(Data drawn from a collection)
---*---

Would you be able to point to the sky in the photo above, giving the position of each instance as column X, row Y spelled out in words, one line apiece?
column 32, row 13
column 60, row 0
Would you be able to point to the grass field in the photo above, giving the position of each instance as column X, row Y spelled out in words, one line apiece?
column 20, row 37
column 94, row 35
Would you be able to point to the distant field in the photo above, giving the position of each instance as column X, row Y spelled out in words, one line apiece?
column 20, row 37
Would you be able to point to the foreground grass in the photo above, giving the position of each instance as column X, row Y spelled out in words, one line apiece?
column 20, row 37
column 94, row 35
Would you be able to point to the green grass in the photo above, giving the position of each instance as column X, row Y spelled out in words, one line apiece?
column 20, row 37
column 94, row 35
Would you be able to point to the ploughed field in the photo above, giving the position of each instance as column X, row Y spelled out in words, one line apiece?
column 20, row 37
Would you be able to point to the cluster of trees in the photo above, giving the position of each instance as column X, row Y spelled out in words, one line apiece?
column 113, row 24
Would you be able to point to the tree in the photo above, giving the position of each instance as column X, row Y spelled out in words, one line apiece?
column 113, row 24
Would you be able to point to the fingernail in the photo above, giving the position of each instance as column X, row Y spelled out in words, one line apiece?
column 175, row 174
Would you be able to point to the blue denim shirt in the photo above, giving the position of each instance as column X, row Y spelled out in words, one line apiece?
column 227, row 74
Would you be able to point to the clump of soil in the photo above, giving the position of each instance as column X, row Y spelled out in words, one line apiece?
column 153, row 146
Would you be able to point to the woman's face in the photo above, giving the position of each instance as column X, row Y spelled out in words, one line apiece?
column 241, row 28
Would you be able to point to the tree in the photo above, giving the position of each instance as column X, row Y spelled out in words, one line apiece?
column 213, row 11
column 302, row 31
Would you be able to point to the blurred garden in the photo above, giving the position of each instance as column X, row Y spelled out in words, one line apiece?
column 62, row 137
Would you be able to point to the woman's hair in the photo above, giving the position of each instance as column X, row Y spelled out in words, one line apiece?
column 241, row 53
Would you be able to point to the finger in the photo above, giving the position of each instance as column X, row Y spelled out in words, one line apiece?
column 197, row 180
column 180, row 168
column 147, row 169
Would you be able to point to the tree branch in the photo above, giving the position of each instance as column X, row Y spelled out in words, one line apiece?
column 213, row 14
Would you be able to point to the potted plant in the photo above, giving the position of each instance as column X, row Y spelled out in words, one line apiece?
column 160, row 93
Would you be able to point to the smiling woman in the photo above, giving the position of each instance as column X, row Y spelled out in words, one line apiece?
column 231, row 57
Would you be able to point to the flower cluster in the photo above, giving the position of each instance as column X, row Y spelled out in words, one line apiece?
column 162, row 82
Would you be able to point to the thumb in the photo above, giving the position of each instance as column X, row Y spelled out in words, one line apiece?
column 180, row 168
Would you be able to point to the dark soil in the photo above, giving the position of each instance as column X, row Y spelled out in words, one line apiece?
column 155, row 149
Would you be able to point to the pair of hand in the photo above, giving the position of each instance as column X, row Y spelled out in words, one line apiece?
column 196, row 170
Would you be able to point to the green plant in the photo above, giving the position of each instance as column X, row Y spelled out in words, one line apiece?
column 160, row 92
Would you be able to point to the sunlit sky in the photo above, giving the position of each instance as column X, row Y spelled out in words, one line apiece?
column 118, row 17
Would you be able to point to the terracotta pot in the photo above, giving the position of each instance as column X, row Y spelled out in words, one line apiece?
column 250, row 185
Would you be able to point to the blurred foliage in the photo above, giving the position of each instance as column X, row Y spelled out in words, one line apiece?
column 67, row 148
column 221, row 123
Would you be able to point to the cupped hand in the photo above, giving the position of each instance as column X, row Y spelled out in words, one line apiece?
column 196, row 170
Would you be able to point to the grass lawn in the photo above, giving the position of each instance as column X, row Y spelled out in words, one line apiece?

---*---

Convert all of the entries above into a JSON list of strings, with one string per line and any blank lines omitted.

[
  "Would you be able to point to the sky in the photo above, giving the position of each instance as column X, row Y spelled out in words, one line apiece?",
  "column 32, row 13",
  "column 60, row 0",
  "Would you be able to point to the grass field in the photo above, giving the position of each instance as column X, row Y spelled out in words, one line apiece?",
  "column 20, row 37",
  "column 94, row 35",
  "Would you be able to point to the distant field in the photo above, giving the position of each instance as column X, row Y spelled out in words, one line apiece?",
  "column 20, row 37",
  "Would you be able to point to the foreground grass in the photo above, giving the position of each instance as column X, row Y spelled out in words, one line apiece?",
  "column 20, row 37",
  "column 94, row 35",
  "Would you be able to point to the green grass in the photo above, giving the position of each instance as column X, row Y spelled out in words, one line apiece?",
  "column 20, row 37",
  "column 94, row 35",
  "Would you be able to point to the ploughed field in the photo above, giving the position of each instance as column X, row Y spelled out in words, one line apiece?",
  "column 20, row 37",
  "Would you be able to point to the cluster of trees in the photo above, giving the position of each instance as column X, row Y spelled out in words, one line apiece?",
  "column 113, row 24",
  "Would you be able to point to the tree in the photo above, giving the position of each instance as column X, row Y spelled out in words, one line apiece?",
  "column 113, row 24",
  "Would you be able to point to the fingernail in the photo above, giving the position of each instance as column X, row Y spelled out in words, one line apiece?",
  "column 175, row 174",
  "Would you be able to point to the blue denim shirt in the photo above, giving the position of each instance as column X, row Y spelled out in words, one line apiece?",
  "column 227, row 74",
  "Would you be able to point to the clump of soil in the photo above, giving the position of each instance as column X, row Y spelled out in words, one line apiece?",
  "column 153, row 146",
  "Would you be able to point to the woman's face in the photo above, giving the position of each instance as column X, row Y spelled out in words, one line apiece?",
  "column 241, row 28",
  "Would you be able to point to the tree in the photo above, giving the position of each instance as column X, row Y spelled out in words, one line apiece?",
  "column 213, row 11",
  "column 302, row 31",
  "Would you be able to point to the blurred garden in the photo above, giving the position of each instance as column X, row Y spelled out in words, one line apiece?",
  "column 62, row 137",
  "Would you be able to point to the woman's hair in the photo above, giving the position of each instance as column X, row Y spelled out in words, one line apiece?",
  "column 241, row 53",
  "Would you be able to point to the finger in the photo above, giving the position of each instance as column X, row Y spelled out in words, one line apiece?",
  "column 197, row 180",
  "column 180, row 168",
  "column 147, row 169",
  "Would you be able to point to the tree branch in the photo above, giving the position of each instance as column X, row Y spelled out in words, one line apiece?",
  "column 213, row 14",
  "Would you be able to point to the potted plant in the photo above, giving the position of each instance as column X, row Y spelled out in words, one line apiece?",
  "column 160, row 93",
  "Would you be able to point to the smiling woman in the photo above, giving the position of each instance as column X, row Y spelled out in words, one line apiece?",
  "column 231, row 57",
  "Would you be able to point to the flower cluster in the photo above, giving the position of each instance as column X, row Y spelled out in words, one line apiece?",
  "column 162, row 82",
  "Would you be able to point to the thumb in the photo above, giving the position of each instance as column X, row Y spelled out in words, one line apiece?",
  "column 180, row 168",
  "Would you be able to point to the dark soil in the photo above, giving the position of each instance as column X, row Y spelled out in words, one line apiece?",
  "column 155, row 149",
  "Would you be able to point to the pair of hand in the photo above, giving the position of each instance as column X, row Y spelled out in words, one line apiece?",
  "column 196, row 170",
  "Would you be able to point to the green plant in the photo above, giving the position of each instance as column X, row Y spelled out in words, one line apiece?",
  "column 160, row 92",
  "Would you be able to point to the sunlit sky in the photo above, giving the position of each instance as column X, row Y spelled out in words, one line apiece?",
  "column 118, row 17",
  "Would you be able to point to the terracotta pot in the photo above, giving the position of each instance as column X, row Y spelled out in words, one line apiece?",
  "column 250, row 185",
  "Would you be able to point to the blurred foliage in the photo above, giving the position of each instance as column X, row Y spelled out in words, one line apiece?",
  "column 67, row 148",
  "column 221, row 123",
  "Would you be able to point to the cupped hand in the photo above, giving the position of each instance as column X, row Y spelled out in words, one line apiece?",
  "column 196, row 170",
  "Would you be able to point to the grass lawn in the photo above, giving the position of each instance as column X, row Y spelled out in words, one line apiece?"
]